Saloperie d’immigré

En tant que touriste Français sans visa, il est possible de visiter pendant 6 mois le territoire Canadien. Il n’est pas possible en revanche pendant cette période de travailler du moins légalement ;). Cet article détaille la procédure d’immigration au Canada en tant que travailleur et plus particulièrement via la province de la Colombie-Britannique, le tout sponsorisé par une entreprise locale.

Avec un taux de natalité faible d’environ 1,67, les deux-tiers de la croissance du Canada repose sur les nouveaux arrivants. Il est même estimé que d’ici 20 ans, les nouveaux immigrants représenterait 80 % des nouveaux habitants. Pas étonnant quand on sait qu’aujourd’hui plus d’une personne sur 5 au Canada est née à l’étranger !

Le permis de travail

Mon permis de travail m’a été délivré à mon entrée sur le territoire pour une durée de 3 ans, soit une expiration le 1 Mars 2014. À partir de cette date et s’il n’y a pas eu de renouvellement la période touristique démarre et donne ainsi lieu à une déportation au bout de 6 mois (ou à une immigration clandestine au choix ;)).

Entrées de données recueillies
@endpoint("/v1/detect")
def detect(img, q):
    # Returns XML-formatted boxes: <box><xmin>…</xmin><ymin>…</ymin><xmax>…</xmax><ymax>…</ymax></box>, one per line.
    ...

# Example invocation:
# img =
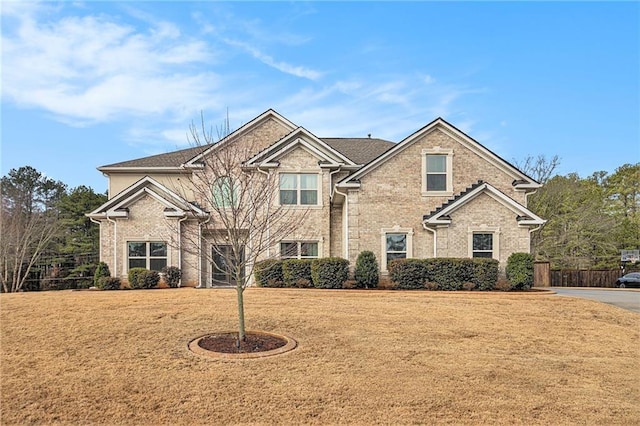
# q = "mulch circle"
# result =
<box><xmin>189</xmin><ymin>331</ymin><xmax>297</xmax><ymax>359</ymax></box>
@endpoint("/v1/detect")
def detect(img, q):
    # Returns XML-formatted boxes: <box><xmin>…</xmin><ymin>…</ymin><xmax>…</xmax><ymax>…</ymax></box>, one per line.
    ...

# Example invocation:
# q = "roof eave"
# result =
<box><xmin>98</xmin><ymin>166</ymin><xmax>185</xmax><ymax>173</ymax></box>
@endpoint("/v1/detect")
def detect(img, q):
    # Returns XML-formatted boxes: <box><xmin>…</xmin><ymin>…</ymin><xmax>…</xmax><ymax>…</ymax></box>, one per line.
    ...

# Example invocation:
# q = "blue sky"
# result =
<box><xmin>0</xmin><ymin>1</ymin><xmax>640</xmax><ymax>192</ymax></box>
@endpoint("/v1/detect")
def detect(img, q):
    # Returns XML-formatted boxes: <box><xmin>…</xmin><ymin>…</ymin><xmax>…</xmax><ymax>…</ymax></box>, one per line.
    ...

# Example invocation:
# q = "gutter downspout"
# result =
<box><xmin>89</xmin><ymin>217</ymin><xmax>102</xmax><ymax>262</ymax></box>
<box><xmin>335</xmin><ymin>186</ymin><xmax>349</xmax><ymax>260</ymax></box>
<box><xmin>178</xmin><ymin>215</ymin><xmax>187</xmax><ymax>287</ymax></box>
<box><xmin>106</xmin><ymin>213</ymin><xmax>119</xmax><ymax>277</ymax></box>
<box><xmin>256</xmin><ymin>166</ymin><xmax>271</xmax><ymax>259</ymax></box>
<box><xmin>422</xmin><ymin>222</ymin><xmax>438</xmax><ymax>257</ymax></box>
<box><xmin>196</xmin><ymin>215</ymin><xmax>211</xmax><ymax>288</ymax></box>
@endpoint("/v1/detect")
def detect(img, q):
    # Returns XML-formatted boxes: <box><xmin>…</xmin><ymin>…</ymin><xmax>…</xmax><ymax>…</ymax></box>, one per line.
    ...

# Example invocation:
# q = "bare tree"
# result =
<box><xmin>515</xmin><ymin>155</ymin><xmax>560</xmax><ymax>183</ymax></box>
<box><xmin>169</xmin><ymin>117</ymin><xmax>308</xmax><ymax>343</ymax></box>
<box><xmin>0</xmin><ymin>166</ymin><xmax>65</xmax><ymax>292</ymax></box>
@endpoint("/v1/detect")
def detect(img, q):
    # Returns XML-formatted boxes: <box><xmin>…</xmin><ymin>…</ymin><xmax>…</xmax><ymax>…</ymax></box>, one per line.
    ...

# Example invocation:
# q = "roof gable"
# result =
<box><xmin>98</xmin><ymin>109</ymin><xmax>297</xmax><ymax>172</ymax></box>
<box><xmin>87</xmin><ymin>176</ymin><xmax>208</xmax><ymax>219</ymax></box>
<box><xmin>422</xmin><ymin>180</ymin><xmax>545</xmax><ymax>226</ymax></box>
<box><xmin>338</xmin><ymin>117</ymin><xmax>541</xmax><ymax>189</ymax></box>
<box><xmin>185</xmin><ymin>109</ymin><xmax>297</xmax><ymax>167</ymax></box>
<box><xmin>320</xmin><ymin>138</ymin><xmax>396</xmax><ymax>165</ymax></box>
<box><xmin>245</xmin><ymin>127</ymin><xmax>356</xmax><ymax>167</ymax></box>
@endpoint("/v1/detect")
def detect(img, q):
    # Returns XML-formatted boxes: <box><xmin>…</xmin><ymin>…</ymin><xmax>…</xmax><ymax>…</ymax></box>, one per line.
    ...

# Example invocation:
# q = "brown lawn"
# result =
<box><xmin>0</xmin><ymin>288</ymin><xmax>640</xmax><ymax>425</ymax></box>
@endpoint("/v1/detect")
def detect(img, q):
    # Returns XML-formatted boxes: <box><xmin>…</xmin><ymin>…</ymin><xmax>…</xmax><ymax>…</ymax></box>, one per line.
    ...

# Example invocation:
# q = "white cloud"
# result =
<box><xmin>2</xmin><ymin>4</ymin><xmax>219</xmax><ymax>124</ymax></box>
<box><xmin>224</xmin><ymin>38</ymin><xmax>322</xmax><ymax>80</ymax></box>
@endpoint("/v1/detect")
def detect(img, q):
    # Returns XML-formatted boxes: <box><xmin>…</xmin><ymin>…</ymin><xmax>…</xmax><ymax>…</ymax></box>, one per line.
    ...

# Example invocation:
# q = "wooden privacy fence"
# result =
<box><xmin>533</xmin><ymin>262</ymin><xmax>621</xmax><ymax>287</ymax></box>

CONSIGNE ::
Répondez aux questions suivantes d'après le texte sur l'immigration au Canada.
1. Pendant combien de temps un touriste français sans visa peut-il visiter le territoire canadien ?
2. Quelle part de la croissance du Canada repose sur les nouveaux arrivants ?
3. Pour quelle durée le permis de travail évoqué dans la partie « Le permis de travail » a-t-il été délivré ?

CORRIGÉ ::
1. Pendant 6 mois.
2. Les deux tiers.
3. Pour une durée de 3 ans, avec une expiration le 1er mars 2014.